----- DATA LISTING -----

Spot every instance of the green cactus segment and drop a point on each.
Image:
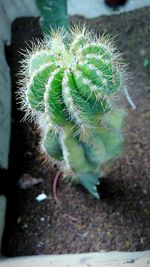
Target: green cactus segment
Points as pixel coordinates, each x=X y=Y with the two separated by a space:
x=110 y=78
x=39 y=59
x=36 y=87
x=78 y=43
x=77 y=106
x=96 y=101
x=52 y=146
x=74 y=153
x=73 y=79
x=98 y=50
x=53 y=98
x=114 y=119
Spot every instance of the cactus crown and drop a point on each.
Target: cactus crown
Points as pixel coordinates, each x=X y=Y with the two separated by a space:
x=71 y=80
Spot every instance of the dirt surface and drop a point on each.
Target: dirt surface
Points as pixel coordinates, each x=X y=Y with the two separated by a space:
x=120 y=220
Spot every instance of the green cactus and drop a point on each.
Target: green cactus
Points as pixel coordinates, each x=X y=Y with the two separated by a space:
x=73 y=81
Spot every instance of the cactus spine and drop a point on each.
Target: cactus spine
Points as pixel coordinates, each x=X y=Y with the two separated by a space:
x=72 y=80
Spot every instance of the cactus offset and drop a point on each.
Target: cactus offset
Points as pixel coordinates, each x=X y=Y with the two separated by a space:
x=73 y=80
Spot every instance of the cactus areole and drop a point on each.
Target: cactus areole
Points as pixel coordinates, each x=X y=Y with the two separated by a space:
x=72 y=84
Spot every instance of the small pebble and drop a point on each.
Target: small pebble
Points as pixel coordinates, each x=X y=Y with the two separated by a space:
x=41 y=197
x=42 y=219
x=145 y=191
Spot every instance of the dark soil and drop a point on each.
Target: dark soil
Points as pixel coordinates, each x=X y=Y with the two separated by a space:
x=121 y=219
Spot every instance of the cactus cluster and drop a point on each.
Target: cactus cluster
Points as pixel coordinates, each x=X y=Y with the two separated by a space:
x=72 y=83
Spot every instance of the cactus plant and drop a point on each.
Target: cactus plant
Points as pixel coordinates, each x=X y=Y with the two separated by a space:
x=72 y=82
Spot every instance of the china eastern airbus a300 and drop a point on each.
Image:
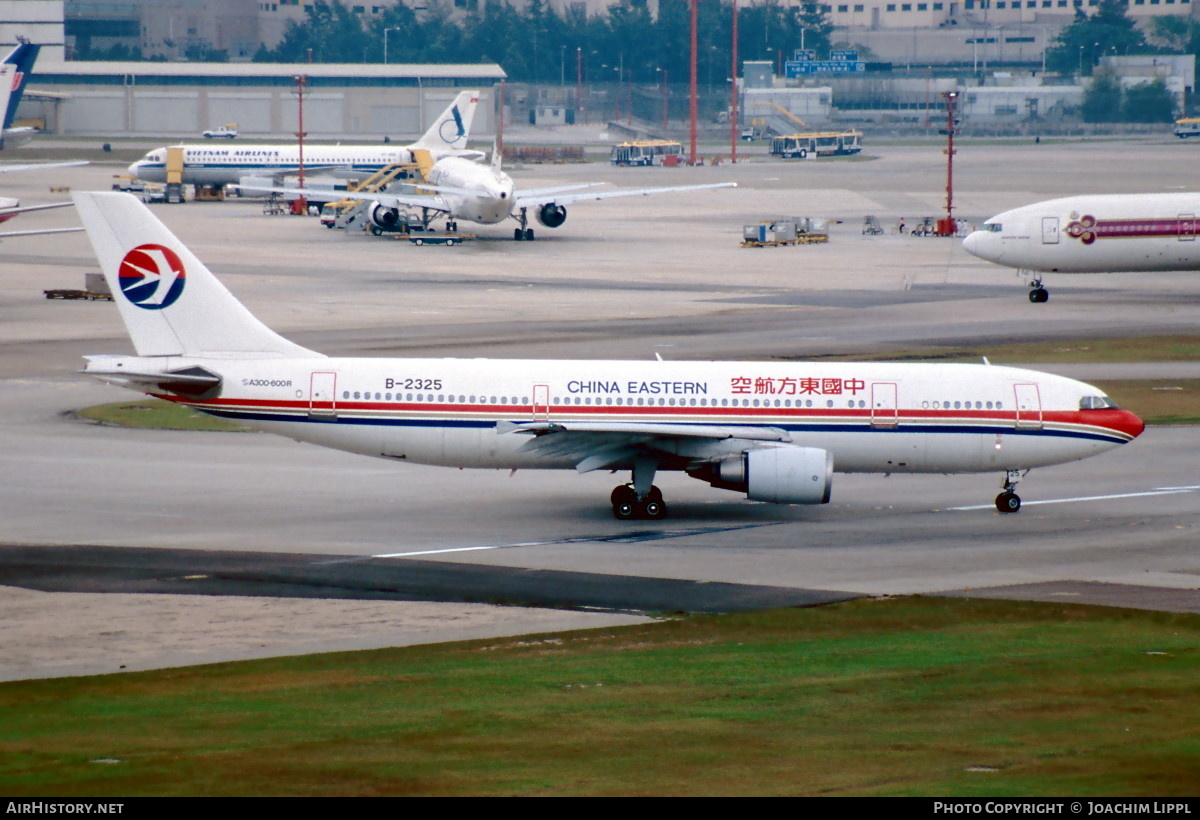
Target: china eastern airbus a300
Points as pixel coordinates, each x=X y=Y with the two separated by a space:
x=1092 y=234
x=477 y=192
x=775 y=431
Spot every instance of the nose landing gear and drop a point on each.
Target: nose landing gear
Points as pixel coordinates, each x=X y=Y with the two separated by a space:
x=1008 y=501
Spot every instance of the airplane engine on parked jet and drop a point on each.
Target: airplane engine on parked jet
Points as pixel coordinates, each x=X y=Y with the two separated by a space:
x=551 y=215
x=779 y=474
x=384 y=217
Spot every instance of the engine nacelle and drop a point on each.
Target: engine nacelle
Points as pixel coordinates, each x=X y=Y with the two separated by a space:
x=551 y=215
x=384 y=217
x=779 y=474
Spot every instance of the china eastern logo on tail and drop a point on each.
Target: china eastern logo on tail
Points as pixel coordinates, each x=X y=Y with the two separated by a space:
x=151 y=276
x=453 y=130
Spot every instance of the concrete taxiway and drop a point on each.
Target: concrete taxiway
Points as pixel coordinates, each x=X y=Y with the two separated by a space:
x=623 y=279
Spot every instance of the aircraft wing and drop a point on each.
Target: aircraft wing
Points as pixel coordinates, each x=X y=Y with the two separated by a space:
x=37 y=233
x=42 y=166
x=607 y=444
x=555 y=191
x=534 y=198
x=387 y=199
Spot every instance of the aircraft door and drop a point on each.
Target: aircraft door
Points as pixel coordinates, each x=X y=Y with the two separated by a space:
x=323 y=394
x=1029 y=407
x=1187 y=227
x=885 y=411
x=541 y=402
x=1049 y=229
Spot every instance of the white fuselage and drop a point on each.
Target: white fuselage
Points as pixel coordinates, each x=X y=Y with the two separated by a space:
x=491 y=198
x=228 y=163
x=1092 y=234
x=875 y=418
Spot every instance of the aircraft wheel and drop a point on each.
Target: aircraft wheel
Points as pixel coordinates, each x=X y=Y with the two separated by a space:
x=624 y=492
x=654 y=510
x=625 y=510
x=1008 y=502
x=622 y=495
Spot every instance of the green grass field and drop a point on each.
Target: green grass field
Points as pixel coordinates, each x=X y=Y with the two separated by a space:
x=893 y=696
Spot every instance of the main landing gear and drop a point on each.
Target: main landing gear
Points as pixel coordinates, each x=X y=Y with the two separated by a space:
x=628 y=507
x=640 y=498
x=1008 y=501
x=525 y=233
x=1038 y=293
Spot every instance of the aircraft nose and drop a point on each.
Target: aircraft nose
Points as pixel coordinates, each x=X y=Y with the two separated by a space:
x=1129 y=424
x=971 y=244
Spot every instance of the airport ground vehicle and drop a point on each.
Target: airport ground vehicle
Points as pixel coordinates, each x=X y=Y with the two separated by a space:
x=647 y=153
x=227 y=131
x=1188 y=126
x=816 y=143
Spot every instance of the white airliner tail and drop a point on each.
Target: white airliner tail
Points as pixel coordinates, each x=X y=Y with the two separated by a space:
x=169 y=301
x=451 y=129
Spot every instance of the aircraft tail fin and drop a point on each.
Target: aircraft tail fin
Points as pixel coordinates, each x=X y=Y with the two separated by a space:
x=169 y=300
x=451 y=129
x=23 y=58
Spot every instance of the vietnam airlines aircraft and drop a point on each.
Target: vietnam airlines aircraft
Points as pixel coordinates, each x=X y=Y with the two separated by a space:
x=227 y=165
x=775 y=431
x=467 y=190
x=1092 y=234
x=21 y=60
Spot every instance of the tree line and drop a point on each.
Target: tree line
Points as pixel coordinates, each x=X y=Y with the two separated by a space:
x=625 y=43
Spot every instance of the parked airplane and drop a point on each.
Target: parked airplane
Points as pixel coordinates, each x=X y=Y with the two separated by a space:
x=1092 y=234
x=227 y=165
x=21 y=60
x=472 y=191
x=775 y=431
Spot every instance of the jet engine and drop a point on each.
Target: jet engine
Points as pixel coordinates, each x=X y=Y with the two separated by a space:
x=551 y=215
x=384 y=217
x=779 y=474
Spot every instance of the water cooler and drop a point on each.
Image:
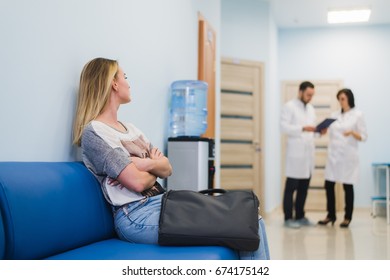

-----

STATED EXERCISE ▸
Quote every one of the entries above word for word, but leave out the images.

TASK ANSWER ▸
Spot every instance of the green cactus segment and drop a point on each.
Image:
Target: green cactus segment
Points as pixel coordinates, each x=X y=Y with the two separated by a space:
x=110 y=78
x=39 y=59
x=36 y=87
x=78 y=43
x=77 y=106
x=96 y=101
x=52 y=146
x=74 y=153
x=73 y=79
x=98 y=50
x=53 y=98
x=114 y=119
Spot every instance of the cactus crown and drop a point on each.
Target: cactus crown
Points as pixel coordinates, each x=X y=Y with the two separated by a space:
x=71 y=80
Spot every instance of the dirt surface and drop a point on each.
Target: dirt surface
Points as pixel coordinates, each x=X y=Y with the two separated by a space:
x=120 y=220
Spot every instance of the green cactus and drop a point on each.
Target: green cactus
Points as pixel coordinates, each x=X y=Y with the two separated by a space:
x=73 y=81
Spot every instance of the cactus spine and drop a point on each.
Target: cactus spine
Points as pixel coordinates, each x=X y=Y with the two separated by a space:
x=72 y=80
Spot every instance of the cactus offset and drop a point on each.
Target: cactus offset
Points as pixel coordinates, each x=X y=Y with the two separated by a space:
x=73 y=80
Spot every instance of the cactus areole and drop a point on each.
Target: cactus areole
Points as pixel coordinates, each x=X y=Y with the two separated by a space:
x=72 y=84
Spot every instance of the small pebble and drop a point on each.
Target: small pebble
Points as pixel coordinates, each x=X y=Y with the two separated by a space:
x=41 y=197
x=42 y=219
x=145 y=191
Spot every instance of the dark soil and drop a point on each.
Target: dark soil
Points as pixel coordinates, each x=X y=Y with the two separated by a space:
x=121 y=219
Spot every instance of the cactus cluster and drop a point on each.
Target: cactus cluster
Points as pixel coordinates, each x=X y=Y with the two separated by a space:
x=72 y=83
Spot every instance of the cactus plant and drop a point on each.
Target: cactus plant
Points as pixel coordinates, each x=X y=Y with the two separated by a space:
x=72 y=82
Spot every instance of the china eastern airbus a300 and drop a point on each.
Image:
Target: china eastern airbus a300
Points as pixel coordinates, each x=X y=Y with the two separated by a space:
x=1092 y=234
x=477 y=192
x=775 y=431
Spot every instance of the nose landing gear and drop a point on each.
Target: nose landing gear
Points as pixel coordinates, each x=X y=Y with the two separated by a space:
x=1008 y=501
Spot every instance of the airplane engine on parked jet and drop a point on each.
Target: airplane engine on parked jet
Points as pixel coordinates, each x=X y=Y with the two separated by a space:
x=551 y=215
x=779 y=474
x=384 y=217
Spot every instance of the engine nacelle and drop a point on each.
Target: engine nacelle
Points as pixel coordinates, each x=X y=Y with the two separated by a space:
x=551 y=215
x=384 y=217
x=779 y=474
Spot every instance of the china eastern logo on tail and drop a point on each.
Target: china eastern logo on tail
Points as pixel coordinates, each x=X y=Y with the two separated by a space:
x=151 y=276
x=453 y=130
Spot every instance of the concrete taxiway and drop a point on each.
Target: concrete taxiway
Points as pixel coordinates, each x=X y=Y with the two separated by a space:
x=623 y=279
Spot every instance of the aircraft wing and drop a point on each.
Target: aircraft wing
Points as pixel coordinates, each x=X y=Y with the two separated by a space:
x=37 y=233
x=42 y=166
x=607 y=444
x=555 y=191
x=534 y=198
x=387 y=199
Spot every instance of the aircraft door and drop a point on each.
Target: aircraft door
Points as pixel coordinates, each x=X y=Y with the two separated by a space:
x=323 y=394
x=1029 y=407
x=1187 y=227
x=885 y=411
x=541 y=402
x=1049 y=229
Spot every instance of the white fuselage and drop a point on each.
Target: white fuselage
Points as pixel coordinates, each x=X y=Y with the two separated by a space:
x=491 y=198
x=228 y=163
x=1092 y=234
x=875 y=418
Spot every instance of the aircraft wheel and drop a point on each.
Target: aircraft wheel
Points as pixel coordinates, each x=X y=Y with the two separated by a space:
x=624 y=492
x=654 y=510
x=625 y=510
x=1008 y=502
x=622 y=495
Spot every instance of the green grass field and drop a point on each.
Target: green grass field
Points as pixel coordinates, each x=X y=Y with the two separated by a space:
x=893 y=696
Spot every instance of the main landing gear and drop a point on each.
Target: main landing gear
Points as pixel coordinates, each x=X y=Y with the two separated by a space:
x=628 y=507
x=640 y=498
x=1008 y=501
x=525 y=233
x=1038 y=293
Spot every instance of the aircraft nose and drop a point on each.
Target: aircraft nose
Points as pixel coordinates, each x=X y=Y with the two separated by a space:
x=1129 y=424
x=971 y=244
Spot every instance of the airport ground vehicle and drop a point on each.
Target: airport ground vehicle
Points as pixel coordinates, each x=X y=Y with the two separated by a space:
x=647 y=153
x=227 y=131
x=1188 y=126
x=816 y=143
Spot every instance of the white airliner tail and drop a point on each.
Target: white airliner tail
Points as pixel coordinates, each x=X y=Y with the two separated by a space:
x=169 y=301
x=451 y=129
Spot every instance of the aircraft tail fin and drop a point on each.
Target: aircraft tail fin
Points as pixel coordinates, each x=X y=Y with the two separated by a space:
x=169 y=300
x=451 y=129
x=23 y=58
Spot every instance of the vietnam airlines aircraft and drop a point on each.
Target: vietnam airlines aircraft
Points as pixel coordinates, each x=X y=Y with the two separated by a space:
x=227 y=165
x=775 y=431
x=467 y=190
x=1092 y=234
x=21 y=60
Spot every instance of the tree line and drop a point on each.
Target: tree line
Points as pixel coordinates, each x=X y=Y with the two separated by a space:
x=625 y=43
Spot every instance of the parked airplane and drop a point on each.
Target: parked airplane
Points as pixel coordinates, each x=X y=Y with the two separated by a space:
x=1092 y=234
x=227 y=165
x=21 y=60
x=472 y=191
x=775 y=431
Spot every instance of the jet engine and drop a point on each.
Target: jet engine
Points as pixel coordinates, each x=X y=Y with the two separated by a space:
x=551 y=215
x=384 y=217
x=779 y=474
Spot every instance of the water cooler and drop a point on each.
Image:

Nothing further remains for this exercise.